* BEGIN *

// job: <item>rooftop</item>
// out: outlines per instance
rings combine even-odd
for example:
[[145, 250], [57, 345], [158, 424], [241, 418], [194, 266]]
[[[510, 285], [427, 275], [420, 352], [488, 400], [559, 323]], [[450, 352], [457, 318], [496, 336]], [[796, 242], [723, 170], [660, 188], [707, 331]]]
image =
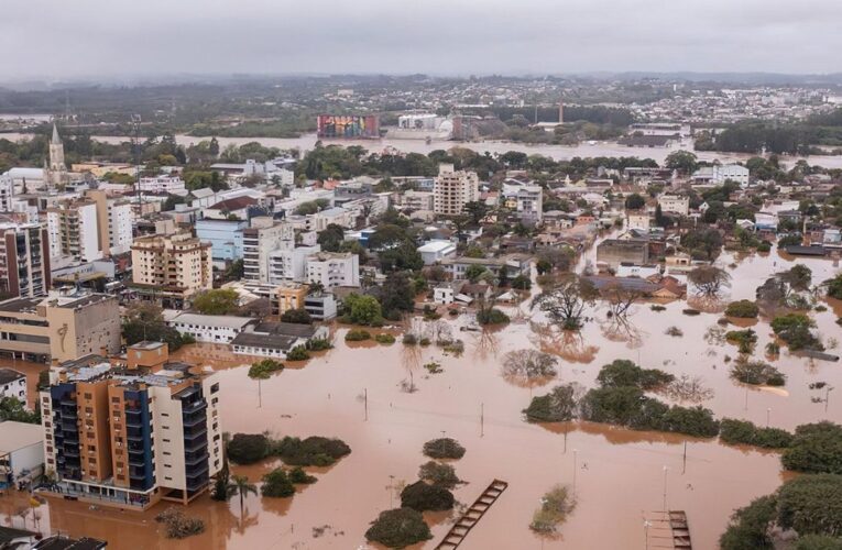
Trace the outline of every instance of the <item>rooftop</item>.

* END *

Problem: Reproduce all of the records, substituting "solar panel" for "rooftop" wherever it appears and keeping everything else unchanged, but leave the pictures out.

Written response:
// job: <item>solar panel</item>
// out: outlines per instance
rings combine even-odd
for example:
[[145, 250], [57, 345], [158, 424], [241, 418], [194, 266]]
[[[510, 285], [427, 275], [420, 352], [488, 400], [559, 323]], [[450, 352], [457, 318], [496, 336]], [[796, 242], [723, 170], [660, 188], [707, 331]]]
image =
Trace the outline of every instance of the <item>solar panel</item>.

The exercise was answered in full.